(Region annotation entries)
########
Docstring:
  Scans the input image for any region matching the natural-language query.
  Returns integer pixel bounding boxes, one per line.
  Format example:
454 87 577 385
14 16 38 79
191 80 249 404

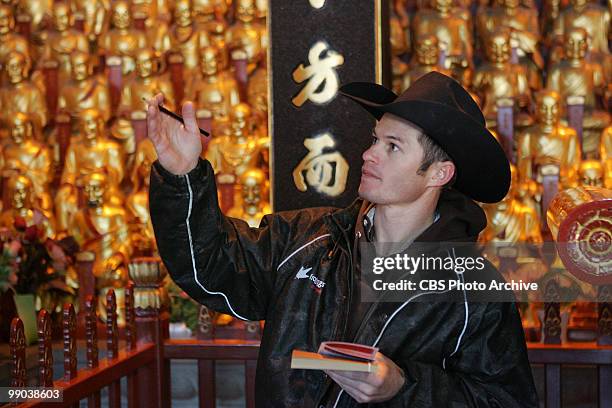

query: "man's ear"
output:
########
Duplicate the text of every item above line for line, leaving out the pictures.

• Response
Docstring:
  Scans the input image for any region matching the natural-language query.
  Returns integer pixel bounding boxes, one per line.
  Format example:
454 87 577 385
14 16 38 79
191 80 249 404


query: "man's ear"
output:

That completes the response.